§ **CONSEGNA ESERCIZIO**: Puoi riprodurre alla lettera il tratto del testo sul percorso terapeutico che va da «Per questo motivo, prima» fino a «proposta di intervento.»?

§ **TESTO ESERCIZIO**:
┌────────

Visto come funziona la terapia cognitivo comportamentale e gli altri approcci che utilizzo, vediamo come avviene il percorso terapeutico in pratica.

Ciò che propongo generalmente è di suddividere il lavoro terapeutico in due fasi, la valutazione e il trattamento vero e proprio.

Una prima fase importante è la conoscenza della persona che richiede una psicoterapia: se, come abbiamo visto, la sofferenza dipende dagli schemi di pensiero, è fondamentale conoscere questi prima di capire come intervenire per il cambiamento.

Per questo motivo, prima di impostare un percorso di terapia, propongo di fare alcuni colloqui di conoscenza. A me, come terapeuta, questi colloqui servono per comprendere come la persona “funziona”, i suoi schemi mentali, i suoi comportamenti, la sua sofferenza. Alla persona stessa questi colloqui sono utili per comprendere come funziona la terapia, come lavoro io e se questa modalità può fare al caso proprio. In questa fase non lavoro sola ma mi avvalgo della collaborazione di colleghi/e specializzati/e in psicodiagnosi e nell’utilizzo di specifici test e interviste strutturate.

Alla fine di questa fase diagnostica faccio un incontro di restituzione di questo lavoro preliminare, formulando anche una proposta di intervento.

Se la persona decide di continuare il percorso terapeutico, iniziamo a lavorare assieme sugli obiettivi e con le modalità concordati. In questa fase di trattamento vengono utilizzate varie tecniche:

  • Cognitive, volte a individuare, discutere e modificare pensieri e schemi disfunzionali
  • Comportamentali, veri e propri esercizi da fare in seduta o tra una seduta e l’altra, volti a individuare e modificare comportamenti e circoli viziosi che mantengono il problema
  • Esperienziali, che favoriscono l’esposizione e l’accettazione della propria esperienza interna
  • Somatiche, che portano l’attenzione a come la sofferenza si manifesta anche attraverso il corpo.
In tutto questo processo la persona in terapia ha un ruolo attivo sia durante la seduta, che tipicamente ha una durata di 50 minuti e una frequenza settimanale, che a casa dove potrà portare avanti il lavoro di cambiamento con esercizi concordati, auto-osservazioni e così via.

└────────

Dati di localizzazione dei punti
┌────────

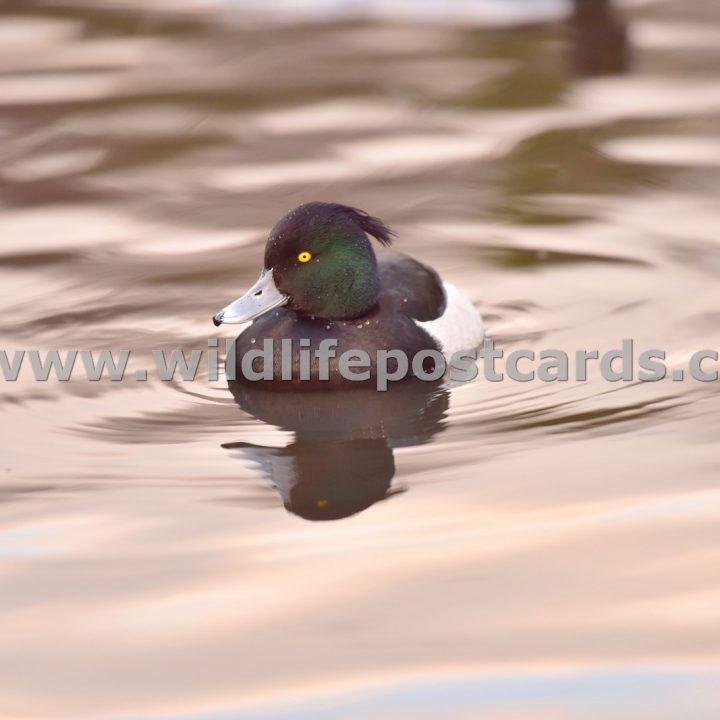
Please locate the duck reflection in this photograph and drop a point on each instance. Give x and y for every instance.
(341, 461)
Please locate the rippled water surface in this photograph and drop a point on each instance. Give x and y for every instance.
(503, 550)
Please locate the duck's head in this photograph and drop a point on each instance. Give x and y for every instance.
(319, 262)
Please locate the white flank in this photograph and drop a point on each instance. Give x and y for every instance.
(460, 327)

└────────

§ **RISPOSTA**:
Per questo motivo, prima di impostare un percorso di terapia, propongo di fare alcuni colloqui di conoscenza. A me, come terapeuta, questi colloqui servono per comprendere come la persona “funziona”, i suoi schemi mentali, i suoi comportamenti, la sua sofferenza. Alla persona stessa questi colloqui sono utili per comprendere come funziona la terapia, come lavoro io e se questa modalità può fare al caso proprio. In questa fase non lavoro sola ma mi avvalgo della collaborazione di colleghi/e specializzati/e in psicodiagnosi e nell’utilizzo di specifici test e interviste strutturate.

Alla fine di questa fase diagnostica faccio un incontro di restituzione di questo lavoro preliminare, formulando anche una proposta di intervento.